- _AVAILABLE RECORDS_
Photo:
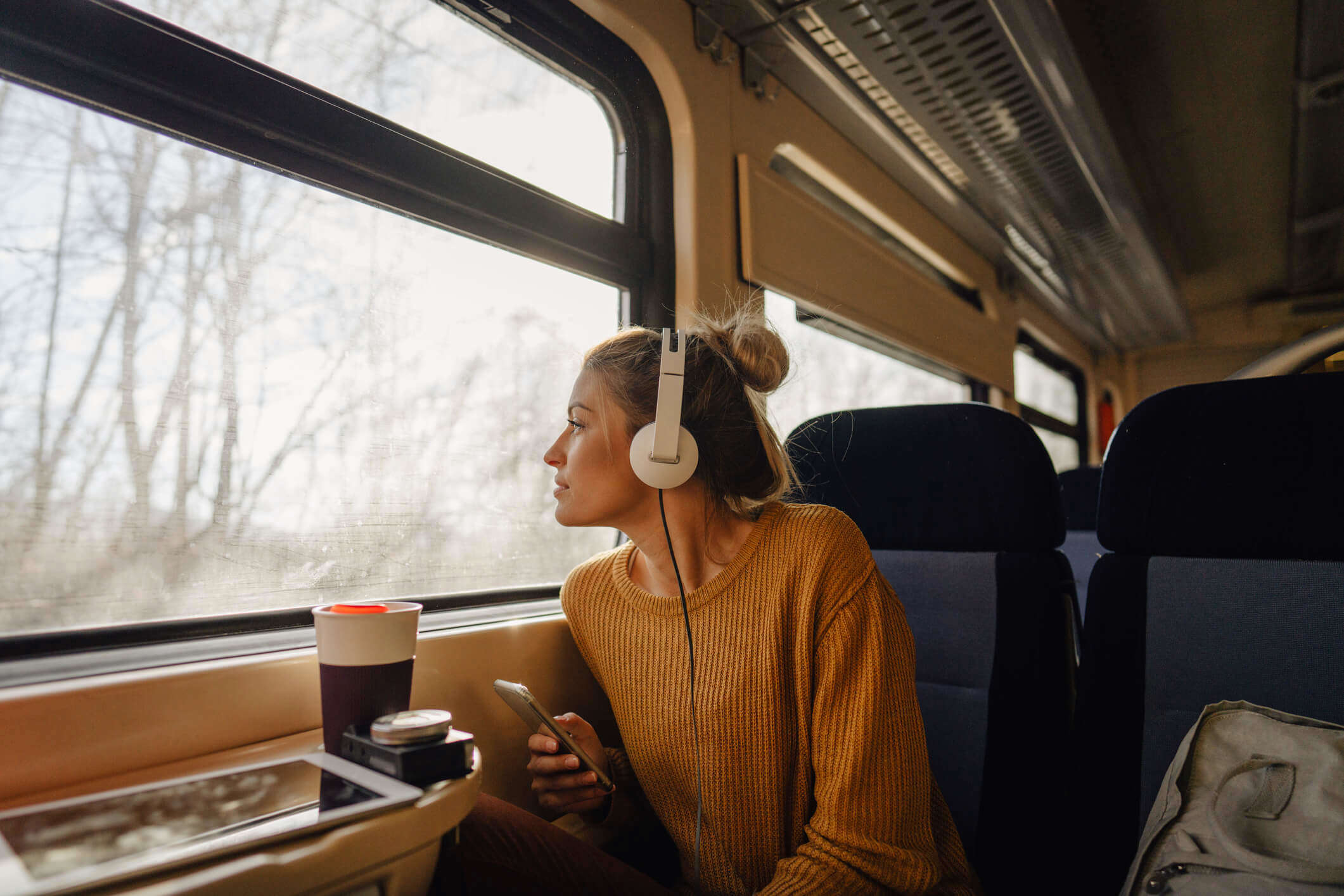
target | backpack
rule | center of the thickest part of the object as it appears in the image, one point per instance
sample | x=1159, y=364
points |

- _STATED GOAL_
Copy the lines of the item above verbatim, without the picture.

- _EXPECTED ANSWER_
Photo:
target | backpack
rule | center of the thickest part of the object as it appears in the image, one point per instance
sample | x=1159, y=364
points |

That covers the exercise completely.